***** Material for the task
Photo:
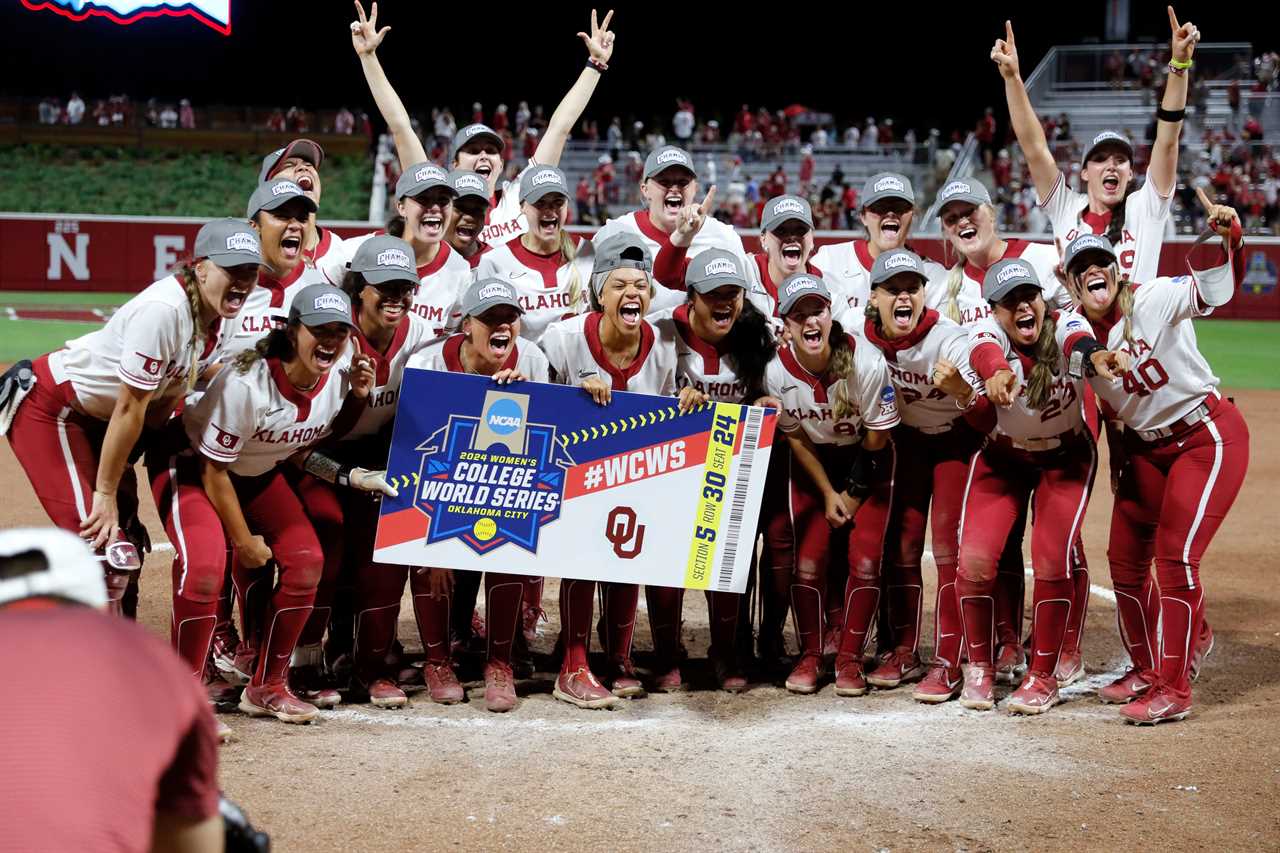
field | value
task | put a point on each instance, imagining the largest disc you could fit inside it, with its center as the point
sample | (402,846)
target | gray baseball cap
(304,149)
(1109,137)
(900,260)
(320,304)
(622,251)
(421,177)
(273,194)
(1088,245)
(799,286)
(714,268)
(666,158)
(228,242)
(542,181)
(1005,276)
(469,183)
(472,132)
(487,293)
(784,209)
(383,259)
(964,190)
(887,185)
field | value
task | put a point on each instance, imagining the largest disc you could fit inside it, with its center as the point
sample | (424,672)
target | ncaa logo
(504,416)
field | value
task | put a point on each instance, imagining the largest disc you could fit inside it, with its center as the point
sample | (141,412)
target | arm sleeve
(150,342)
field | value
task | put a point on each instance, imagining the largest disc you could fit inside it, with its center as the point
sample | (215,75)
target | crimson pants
(1171,500)
(286,516)
(1001,480)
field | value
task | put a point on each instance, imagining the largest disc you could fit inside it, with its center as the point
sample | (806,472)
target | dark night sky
(920,63)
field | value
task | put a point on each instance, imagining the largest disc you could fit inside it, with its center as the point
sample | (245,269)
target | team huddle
(260,381)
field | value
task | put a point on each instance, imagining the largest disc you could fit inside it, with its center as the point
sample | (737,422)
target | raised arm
(1162,170)
(365,39)
(599,46)
(1022,115)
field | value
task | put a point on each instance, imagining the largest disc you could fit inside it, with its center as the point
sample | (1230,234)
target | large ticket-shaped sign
(538,479)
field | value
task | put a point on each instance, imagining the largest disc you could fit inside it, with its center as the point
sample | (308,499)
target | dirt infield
(769,771)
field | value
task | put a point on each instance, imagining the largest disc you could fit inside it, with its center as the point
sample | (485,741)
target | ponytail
(1040,383)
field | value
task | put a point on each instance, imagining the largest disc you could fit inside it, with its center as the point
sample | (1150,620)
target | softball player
(259,411)
(609,349)
(478,147)
(836,405)
(1040,448)
(887,213)
(1183,456)
(489,343)
(542,264)
(77,427)
(924,354)
(722,346)
(668,187)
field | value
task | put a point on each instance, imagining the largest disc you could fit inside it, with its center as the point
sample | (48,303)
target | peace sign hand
(1004,53)
(690,220)
(365,35)
(599,44)
(1184,39)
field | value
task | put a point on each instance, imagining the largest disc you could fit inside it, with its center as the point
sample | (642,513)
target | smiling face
(900,302)
(280,232)
(969,227)
(789,246)
(492,336)
(666,194)
(469,215)
(1107,174)
(625,299)
(809,324)
(1022,314)
(481,156)
(888,222)
(223,290)
(425,215)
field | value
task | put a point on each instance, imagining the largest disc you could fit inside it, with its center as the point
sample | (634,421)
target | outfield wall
(95,252)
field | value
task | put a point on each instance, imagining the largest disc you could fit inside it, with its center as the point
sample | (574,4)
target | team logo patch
(394,258)
(1013,270)
(492,479)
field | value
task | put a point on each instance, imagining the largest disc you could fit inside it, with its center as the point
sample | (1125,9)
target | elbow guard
(865,471)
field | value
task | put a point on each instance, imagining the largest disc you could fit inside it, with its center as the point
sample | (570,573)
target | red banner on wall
(122,254)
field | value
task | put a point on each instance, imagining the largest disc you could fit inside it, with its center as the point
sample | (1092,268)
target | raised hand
(690,220)
(1004,53)
(599,44)
(1184,37)
(365,35)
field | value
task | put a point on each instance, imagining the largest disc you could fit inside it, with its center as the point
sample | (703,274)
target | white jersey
(1065,407)
(846,269)
(439,290)
(255,420)
(910,363)
(543,283)
(146,345)
(1041,256)
(808,400)
(411,336)
(575,352)
(1169,377)
(446,354)
(699,364)
(1144,215)
(712,235)
(268,305)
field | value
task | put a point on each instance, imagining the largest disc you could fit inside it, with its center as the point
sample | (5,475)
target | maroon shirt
(103,726)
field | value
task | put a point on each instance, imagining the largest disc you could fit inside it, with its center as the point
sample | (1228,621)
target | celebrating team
(260,381)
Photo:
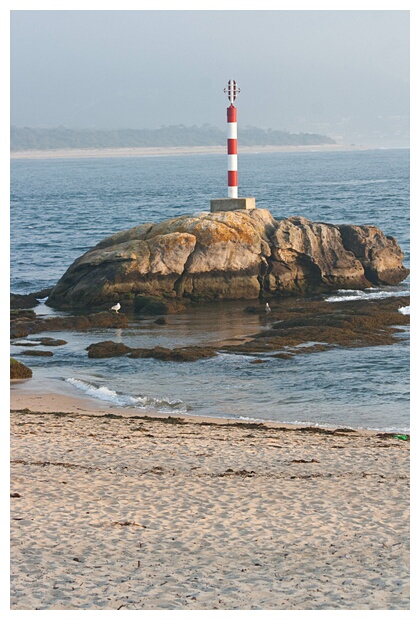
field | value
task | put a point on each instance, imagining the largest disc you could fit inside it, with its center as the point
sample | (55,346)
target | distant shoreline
(158,151)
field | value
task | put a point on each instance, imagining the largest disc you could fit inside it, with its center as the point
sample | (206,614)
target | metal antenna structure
(232,91)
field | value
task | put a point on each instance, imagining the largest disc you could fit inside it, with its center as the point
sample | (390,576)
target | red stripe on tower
(232,147)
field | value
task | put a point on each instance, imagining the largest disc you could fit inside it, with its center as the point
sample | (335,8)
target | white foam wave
(351,295)
(124,400)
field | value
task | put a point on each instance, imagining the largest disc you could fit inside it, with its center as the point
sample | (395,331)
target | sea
(60,208)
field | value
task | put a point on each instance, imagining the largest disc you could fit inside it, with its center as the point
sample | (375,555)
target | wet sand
(114,510)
**********
▶ Exercise description:
Please pick out every line of the rows above that contains the string "logo", matching case exactly, and copy each one.

▶ Reply:
target | ncaa logo
target | team logo patch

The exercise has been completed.